**Exercise material:**
________

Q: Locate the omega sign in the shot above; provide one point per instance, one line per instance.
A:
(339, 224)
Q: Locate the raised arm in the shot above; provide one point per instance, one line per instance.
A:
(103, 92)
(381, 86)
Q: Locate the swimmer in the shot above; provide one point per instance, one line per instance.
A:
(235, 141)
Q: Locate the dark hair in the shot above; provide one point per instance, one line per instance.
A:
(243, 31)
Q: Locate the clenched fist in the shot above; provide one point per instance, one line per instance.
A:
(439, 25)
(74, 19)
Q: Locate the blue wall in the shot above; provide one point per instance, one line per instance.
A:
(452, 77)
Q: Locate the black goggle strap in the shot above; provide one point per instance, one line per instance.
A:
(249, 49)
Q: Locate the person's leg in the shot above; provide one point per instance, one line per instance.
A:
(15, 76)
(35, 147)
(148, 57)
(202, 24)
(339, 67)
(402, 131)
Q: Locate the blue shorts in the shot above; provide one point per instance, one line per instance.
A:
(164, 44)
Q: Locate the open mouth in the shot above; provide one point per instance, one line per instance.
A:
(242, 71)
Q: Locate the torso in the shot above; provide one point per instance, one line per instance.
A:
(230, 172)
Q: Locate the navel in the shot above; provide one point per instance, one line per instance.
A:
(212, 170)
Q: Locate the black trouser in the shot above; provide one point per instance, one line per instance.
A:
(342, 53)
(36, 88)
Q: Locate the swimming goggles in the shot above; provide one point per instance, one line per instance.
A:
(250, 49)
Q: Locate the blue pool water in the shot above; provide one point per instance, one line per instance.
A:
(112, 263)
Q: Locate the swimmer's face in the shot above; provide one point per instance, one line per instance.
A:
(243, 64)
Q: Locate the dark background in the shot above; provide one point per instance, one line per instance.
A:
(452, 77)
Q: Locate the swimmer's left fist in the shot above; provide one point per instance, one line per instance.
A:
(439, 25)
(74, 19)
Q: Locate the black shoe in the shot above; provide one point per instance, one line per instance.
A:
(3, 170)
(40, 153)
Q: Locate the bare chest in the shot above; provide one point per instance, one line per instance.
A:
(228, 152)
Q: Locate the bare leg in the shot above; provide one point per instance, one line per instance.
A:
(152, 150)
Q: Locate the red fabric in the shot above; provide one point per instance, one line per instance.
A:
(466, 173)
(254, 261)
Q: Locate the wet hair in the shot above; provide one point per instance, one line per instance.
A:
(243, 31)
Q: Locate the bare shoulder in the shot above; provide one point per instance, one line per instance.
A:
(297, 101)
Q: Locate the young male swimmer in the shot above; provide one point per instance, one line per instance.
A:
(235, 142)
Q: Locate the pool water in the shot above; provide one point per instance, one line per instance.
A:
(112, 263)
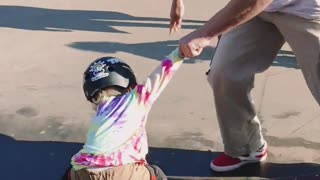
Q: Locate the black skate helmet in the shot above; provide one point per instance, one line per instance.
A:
(107, 71)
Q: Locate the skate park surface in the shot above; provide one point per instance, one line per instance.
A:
(45, 47)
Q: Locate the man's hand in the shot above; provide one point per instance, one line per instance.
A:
(176, 14)
(192, 44)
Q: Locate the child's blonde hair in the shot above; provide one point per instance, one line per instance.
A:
(103, 95)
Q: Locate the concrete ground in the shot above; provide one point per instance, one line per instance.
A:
(45, 47)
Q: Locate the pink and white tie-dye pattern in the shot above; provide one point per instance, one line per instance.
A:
(117, 134)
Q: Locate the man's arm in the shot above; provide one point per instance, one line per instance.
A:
(236, 12)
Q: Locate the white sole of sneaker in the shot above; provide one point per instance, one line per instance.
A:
(236, 166)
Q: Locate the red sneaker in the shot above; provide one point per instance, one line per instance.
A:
(226, 163)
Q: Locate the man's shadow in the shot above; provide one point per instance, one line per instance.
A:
(49, 160)
(33, 18)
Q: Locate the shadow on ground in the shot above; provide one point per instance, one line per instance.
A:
(49, 160)
(32, 18)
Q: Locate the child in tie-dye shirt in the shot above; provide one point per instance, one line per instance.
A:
(116, 145)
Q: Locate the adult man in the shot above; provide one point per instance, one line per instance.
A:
(253, 32)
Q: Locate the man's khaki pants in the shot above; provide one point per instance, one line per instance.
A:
(249, 49)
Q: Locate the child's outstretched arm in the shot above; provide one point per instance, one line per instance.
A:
(160, 77)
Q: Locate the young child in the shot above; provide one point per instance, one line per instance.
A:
(116, 145)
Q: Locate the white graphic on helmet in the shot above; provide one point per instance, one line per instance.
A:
(113, 61)
(98, 70)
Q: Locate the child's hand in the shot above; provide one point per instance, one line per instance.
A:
(176, 55)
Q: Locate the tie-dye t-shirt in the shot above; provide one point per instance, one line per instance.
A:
(117, 134)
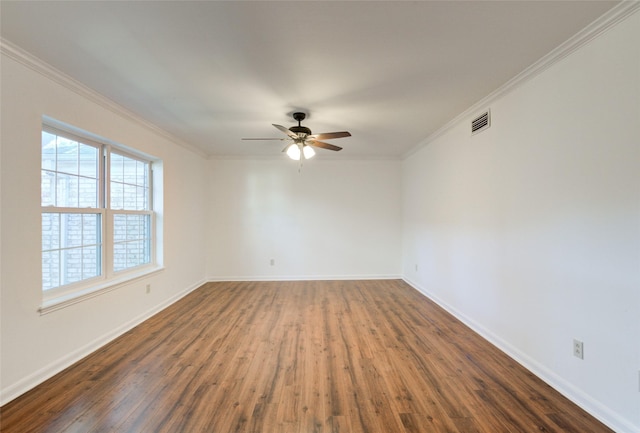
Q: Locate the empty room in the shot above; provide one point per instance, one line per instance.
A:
(320, 216)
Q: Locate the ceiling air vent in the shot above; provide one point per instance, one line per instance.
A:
(481, 122)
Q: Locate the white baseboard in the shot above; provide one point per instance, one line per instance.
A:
(218, 278)
(15, 390)
(594, 407)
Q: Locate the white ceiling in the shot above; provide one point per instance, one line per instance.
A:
(212, 72)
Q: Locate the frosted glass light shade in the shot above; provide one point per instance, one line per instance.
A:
(308, 152)
(294, 152)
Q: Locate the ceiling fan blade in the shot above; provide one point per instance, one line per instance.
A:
(286, 131)
(322, 144)
(330, 135)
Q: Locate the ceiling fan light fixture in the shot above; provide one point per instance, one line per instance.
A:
(308, 152)
(293, 151)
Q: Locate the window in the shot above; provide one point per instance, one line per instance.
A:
(97, 217)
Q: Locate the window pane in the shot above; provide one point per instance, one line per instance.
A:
(129, 187)
(71, 265)
(48, 151)
(88, 161)
(129, 174)
(71, 230)
(117, 195)
(141, 172)
(50, 269)
(48, 188)
(119, 228)
(71, 248)
(119, 257)
(67, 156)
(88, 192)
(91, 229)
(131, 240)
(116, 167)
(66, 190)
(90, 262)
(130, 197)
(50, 231)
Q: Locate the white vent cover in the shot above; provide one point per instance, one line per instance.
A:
(481, 122)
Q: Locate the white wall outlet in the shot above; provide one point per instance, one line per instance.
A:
(578, 349)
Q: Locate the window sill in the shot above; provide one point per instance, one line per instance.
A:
(53, 304)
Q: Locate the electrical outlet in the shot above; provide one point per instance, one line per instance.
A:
(578, 349)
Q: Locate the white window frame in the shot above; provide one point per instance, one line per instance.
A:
(110, 279)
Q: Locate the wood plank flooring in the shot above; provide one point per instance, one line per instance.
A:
(313, 356)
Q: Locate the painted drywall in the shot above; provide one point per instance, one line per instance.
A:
(35, 346)
(530, 231)
(330, 219)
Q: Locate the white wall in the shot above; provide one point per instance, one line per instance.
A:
(530, 231)
(34, 347)
(333, 219)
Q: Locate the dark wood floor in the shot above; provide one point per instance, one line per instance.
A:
(278, 357)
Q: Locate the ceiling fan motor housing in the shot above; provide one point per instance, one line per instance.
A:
(300, 130)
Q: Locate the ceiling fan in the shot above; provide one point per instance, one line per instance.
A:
(303, 141)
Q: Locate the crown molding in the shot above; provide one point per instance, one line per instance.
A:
(611, 18)
(32, 62)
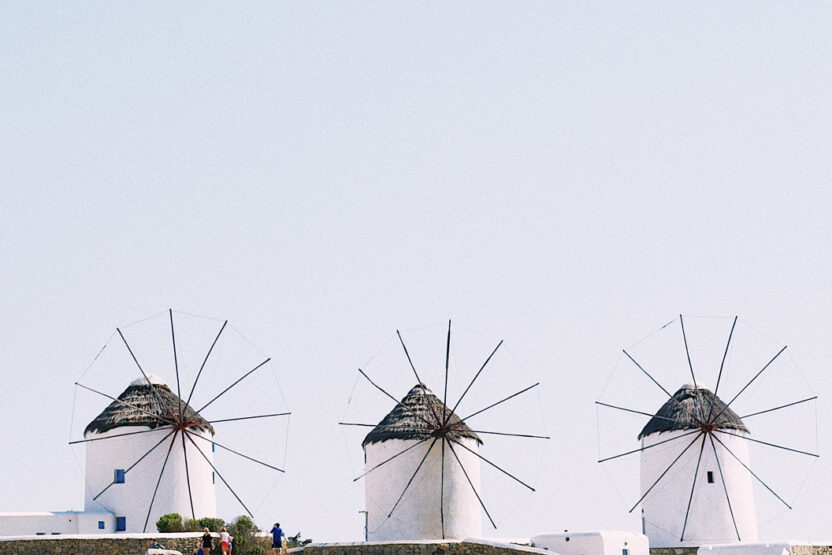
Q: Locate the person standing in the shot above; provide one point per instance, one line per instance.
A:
(225, 541)
(277, 537)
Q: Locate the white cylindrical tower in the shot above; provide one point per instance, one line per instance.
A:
(123, 467)
(417, 515)
(721, 509)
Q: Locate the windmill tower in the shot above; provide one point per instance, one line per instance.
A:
(129, 425)
(708, 489)
(409, 429)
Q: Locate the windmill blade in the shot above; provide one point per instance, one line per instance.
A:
(398, 403)
(159, 481)
(477, 375)
(636, 411)
(267, 465)
(447, 360)
(415, 373)
(649, 446)
(721, 366)
(224, 391)
(402, 452)
(787, 405)
(188, 477)
(214, 468)
(652, 379)
(250, 417)
(442, 490)
(128, 469)
(412, 477)
(693, 486)
(202, 366)
(175, 364)
(132, 406)
(516, 479)
(725, 488)
(757, 375)
(769, 444)
(666, 470)
(470, 483)
(698, 400)
(751, 471)
(491, 406)
(150, 385)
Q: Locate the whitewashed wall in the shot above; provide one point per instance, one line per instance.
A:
(709, 520)
(417, 516)
(132, 498)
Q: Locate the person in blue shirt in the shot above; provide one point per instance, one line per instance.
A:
(277, 536)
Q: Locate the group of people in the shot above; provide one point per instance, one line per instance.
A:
(226, 539)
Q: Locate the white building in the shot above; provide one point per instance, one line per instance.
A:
(122, 472)
(671, 517)
(117, 484)
(417, 515)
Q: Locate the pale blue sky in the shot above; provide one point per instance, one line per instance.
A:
(563, 176)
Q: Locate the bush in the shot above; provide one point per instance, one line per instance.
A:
(213, 524)
(171, 522)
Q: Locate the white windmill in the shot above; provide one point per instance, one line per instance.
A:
(697, 472)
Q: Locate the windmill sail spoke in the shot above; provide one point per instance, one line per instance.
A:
(666, 470)
(150, 385)
(412, 477)
(167, 427)
(652, 379)
(188, 477)
(751, 471)
(698, 400)
(398, 403)
(660, 417)
(757, 375)
(208, 354)
(470, 483)
(510, 435)
(639, 450)
(477, 375)
(447, 360)
(159, 481)
(725, 488)
(516, 479)
(418, 379)
(175, 364)
(131, 405)
(203, 438)
(768, 444)
(214, 468)
(491, 406)
(693, 486)
(224, 391)
(787, 405)
(250, 417)
(402, 452)
(128, 469)
(721, 366)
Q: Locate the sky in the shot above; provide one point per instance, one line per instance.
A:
(567, 177)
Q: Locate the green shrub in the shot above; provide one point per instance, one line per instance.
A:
(171, 522)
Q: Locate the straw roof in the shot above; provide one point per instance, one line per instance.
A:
(410, 423)
(681, 411)
(139, 396)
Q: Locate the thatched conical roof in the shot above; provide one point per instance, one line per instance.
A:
(681, 411)
(409, 423)
(138, 395)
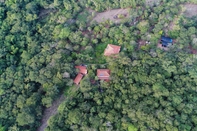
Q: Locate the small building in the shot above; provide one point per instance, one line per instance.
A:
(103, 74)
(82, 69)
(78, 78)
(111, 49)
(166, 39)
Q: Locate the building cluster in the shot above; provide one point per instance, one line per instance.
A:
(102, 74)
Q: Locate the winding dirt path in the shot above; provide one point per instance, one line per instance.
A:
(50, 112)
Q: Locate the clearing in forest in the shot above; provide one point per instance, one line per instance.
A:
(112, 15)
(49, 112)
(190, 10)
(152, 2)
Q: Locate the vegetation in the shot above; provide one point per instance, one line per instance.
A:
(150, 89)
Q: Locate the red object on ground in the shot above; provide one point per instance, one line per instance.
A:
(111, 49)
(82, 69)
(78, 78)
(103, 74)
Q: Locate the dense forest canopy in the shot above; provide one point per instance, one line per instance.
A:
(150, 88)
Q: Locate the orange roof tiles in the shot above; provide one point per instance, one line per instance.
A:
(82, 69)
(103, 74)
(78, 78)
(111, 49)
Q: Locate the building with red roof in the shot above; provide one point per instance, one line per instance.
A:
(111, 49)
(103, 74)
(78, 78)
(82, 69)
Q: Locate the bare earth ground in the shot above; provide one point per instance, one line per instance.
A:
(191, 10)
(45, 12)
(152, 2)
(49, 112)
(109, 15)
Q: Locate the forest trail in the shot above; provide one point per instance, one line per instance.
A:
(50, 112)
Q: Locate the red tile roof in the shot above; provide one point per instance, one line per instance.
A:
(82, 69)
(111, 49)
(78, 78)
(103, 74)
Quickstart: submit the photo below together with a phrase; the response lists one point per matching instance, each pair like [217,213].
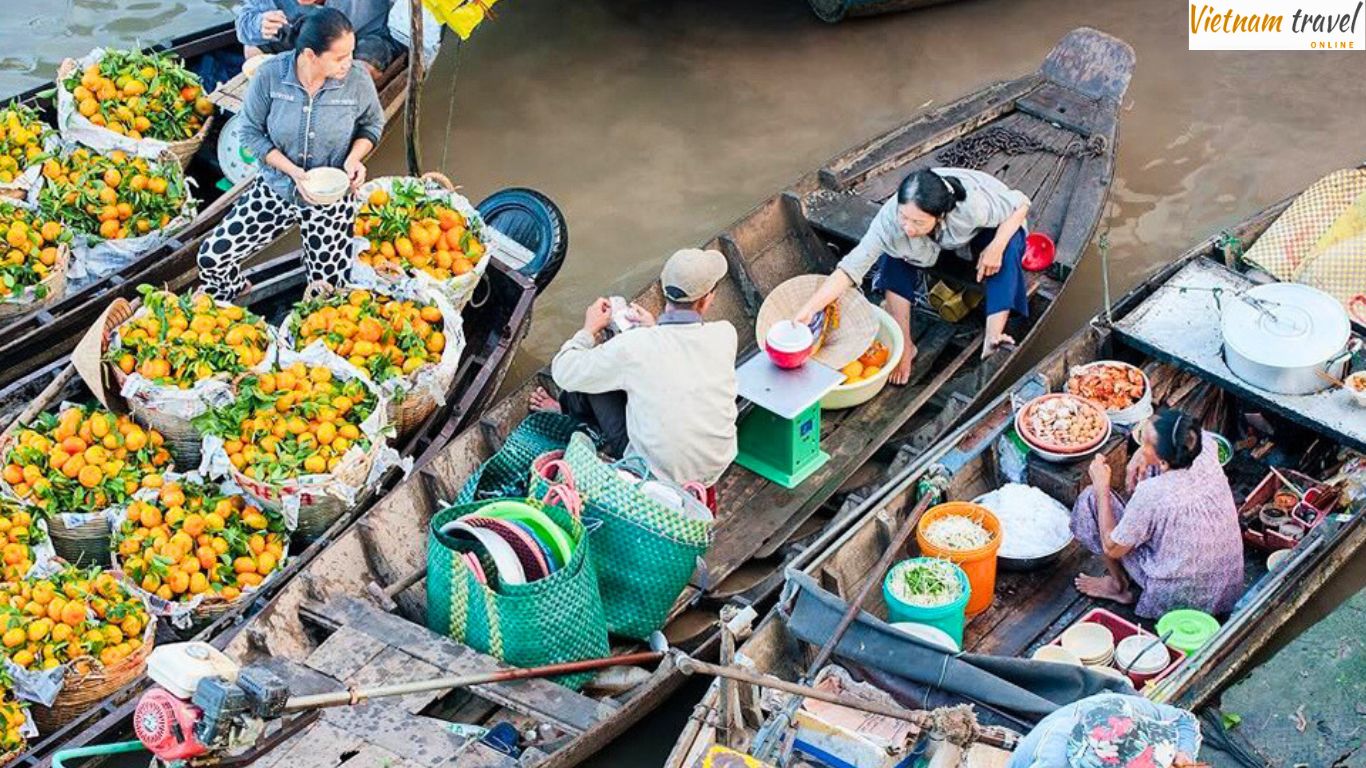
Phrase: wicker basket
[81,693]
[183,149]
[55,283]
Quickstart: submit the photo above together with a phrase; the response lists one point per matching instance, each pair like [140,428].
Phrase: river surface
[656,123]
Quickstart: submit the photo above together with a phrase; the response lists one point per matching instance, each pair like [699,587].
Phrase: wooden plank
[344,653]
[538,698]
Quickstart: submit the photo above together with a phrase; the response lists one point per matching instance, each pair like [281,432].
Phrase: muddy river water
[654,123]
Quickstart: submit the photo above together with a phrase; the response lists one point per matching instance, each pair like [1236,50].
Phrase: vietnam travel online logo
[1277,25]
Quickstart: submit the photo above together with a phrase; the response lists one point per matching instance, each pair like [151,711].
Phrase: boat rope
[978,149]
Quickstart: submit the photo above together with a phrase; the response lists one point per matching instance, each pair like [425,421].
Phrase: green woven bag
[504,473]
[549,621]
[645,552]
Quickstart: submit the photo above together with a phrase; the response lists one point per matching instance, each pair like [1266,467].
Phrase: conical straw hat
[855,325]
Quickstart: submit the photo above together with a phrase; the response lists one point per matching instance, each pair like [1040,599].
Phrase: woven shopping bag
[549,621]
[645,552]
[506,472]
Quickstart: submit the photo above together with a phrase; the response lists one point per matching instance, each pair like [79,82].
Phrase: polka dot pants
[257,219]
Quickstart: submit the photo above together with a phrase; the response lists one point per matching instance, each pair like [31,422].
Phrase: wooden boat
[1070,103]
[1312,435]
[34,340]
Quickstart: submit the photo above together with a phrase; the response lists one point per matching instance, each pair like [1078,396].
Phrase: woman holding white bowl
[314,108]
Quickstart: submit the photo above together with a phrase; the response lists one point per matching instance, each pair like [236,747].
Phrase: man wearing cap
[664,390]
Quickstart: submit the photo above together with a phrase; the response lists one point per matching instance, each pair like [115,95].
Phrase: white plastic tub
[850,395]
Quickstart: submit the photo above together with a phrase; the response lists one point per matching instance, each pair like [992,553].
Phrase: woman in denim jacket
[312,108]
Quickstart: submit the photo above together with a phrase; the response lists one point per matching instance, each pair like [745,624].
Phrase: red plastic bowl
[1038,252]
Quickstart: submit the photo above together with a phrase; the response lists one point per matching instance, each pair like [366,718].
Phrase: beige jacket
[679,383]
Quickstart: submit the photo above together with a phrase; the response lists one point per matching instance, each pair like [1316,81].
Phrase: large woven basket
[81,693]
[55,284]
[183,149]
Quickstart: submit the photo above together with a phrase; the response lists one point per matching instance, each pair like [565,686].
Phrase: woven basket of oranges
[421,228]
[176,355]
[301,439]
[23,144]
[34,256]
[141,103]
[79,457]
[74,637]
[407,340]
[197,550]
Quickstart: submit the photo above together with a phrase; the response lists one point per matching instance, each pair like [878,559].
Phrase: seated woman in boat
[665,390]
[1176,539]
[269,26]
[1111,729]
[932,212]
[310,108]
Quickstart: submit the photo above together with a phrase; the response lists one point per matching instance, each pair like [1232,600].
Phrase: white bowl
[859,392]
[325,186]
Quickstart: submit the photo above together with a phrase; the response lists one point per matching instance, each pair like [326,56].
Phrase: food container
[1283,336]
[788,345]
[1355,387]
[859,392]
[324,186]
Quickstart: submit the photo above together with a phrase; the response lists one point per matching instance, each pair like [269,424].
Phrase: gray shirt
[988,204]
[313,131]
[368,17]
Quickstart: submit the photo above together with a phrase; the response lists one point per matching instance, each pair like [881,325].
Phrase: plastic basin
[948,618]
[857,394]
[980,565]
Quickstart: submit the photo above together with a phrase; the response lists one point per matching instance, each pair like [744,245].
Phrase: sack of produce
[506,472]
[37,253]
[420,228]
[145,104]
[73,637]
[119,205]
[193,550]
[406,338]
[25,141]
[305,439]
[176,357]
[650,539]
[477,596]
[81,457]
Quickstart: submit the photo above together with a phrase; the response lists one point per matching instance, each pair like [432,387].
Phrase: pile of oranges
[381,335]
[82,459]
[180,340]
[111,196]
[868,365]
[141,96]
[77,615]
[29,249]
[291,422]
[411,230]
[22,135]
[191,539]
[18,533]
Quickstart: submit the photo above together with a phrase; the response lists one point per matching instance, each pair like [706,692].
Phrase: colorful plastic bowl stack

________

**Written instruction:** Transcribe exactly, and only, the lines from the one bearing "pair like [878,559]." through the last line of the entries, counting both.

**Correct result:**
Quickstart: submit the photo above together with a phrase; the response lists one point per matching instance, each pair like [878,559].
Phrase: seated woman in boat
[665,390]
[1176,539]
[269,26]
[1111,729]
[932,212]
[310,108]
Quickstart: submit the photo above together with a phrase; the response lists one point per matching instance, each pair like [1232,600].
Phrase: white bowl
[859,392]
[325,186]
Quickstart: submit the photo above together with a phrase; the response lists one point per matching instance, each pair like [326,56].
Phrase: food container
[1283,336]
[788,345]
[1355,387]
[859,392]
[324,186]
Quickstart: submit the photo above together with a phrase; the response lists one point per matching instance, each pair like [269,424].
Phrase: gray shirt
[988,204]
[313,131]
[368,17]
Quickstart: submit the photo above together with a phrase; the response lists one point per matching instance, each pair like [881,325].
Phrase: plastic basin
[948,618]
[857,394]
[980,565]
Quickstart: submit the photo above together with a phrase; the response lists one point per matching instance, each pair like [744,245].
Phrase: sack of produce
[506,472]
[37,253]
[420,228]
[145,104]
[73,637]
[119,205]
[193,550]
[406,338]
[25,141]
[305,439]
[176,357]
[650,539]
[477,596]
[81,457]
Quickstart: submit the photo above together with a phrase; the response lists one point per matching instance, each pair like [432,387].
Phrase: pile of oranges
[381,335]
[82,459]
[180,340]
[111,196]
[868,365]
[141,96]
[77,615]
[29,249]
[291,422]
[411,230]
[22,135]
[191,539]
[18,533]
Quickstart: submit the photo above together with a phrase; the response lists one point per matching instance, each pair like [706,692].
Phrase: colorful plastic bowl stack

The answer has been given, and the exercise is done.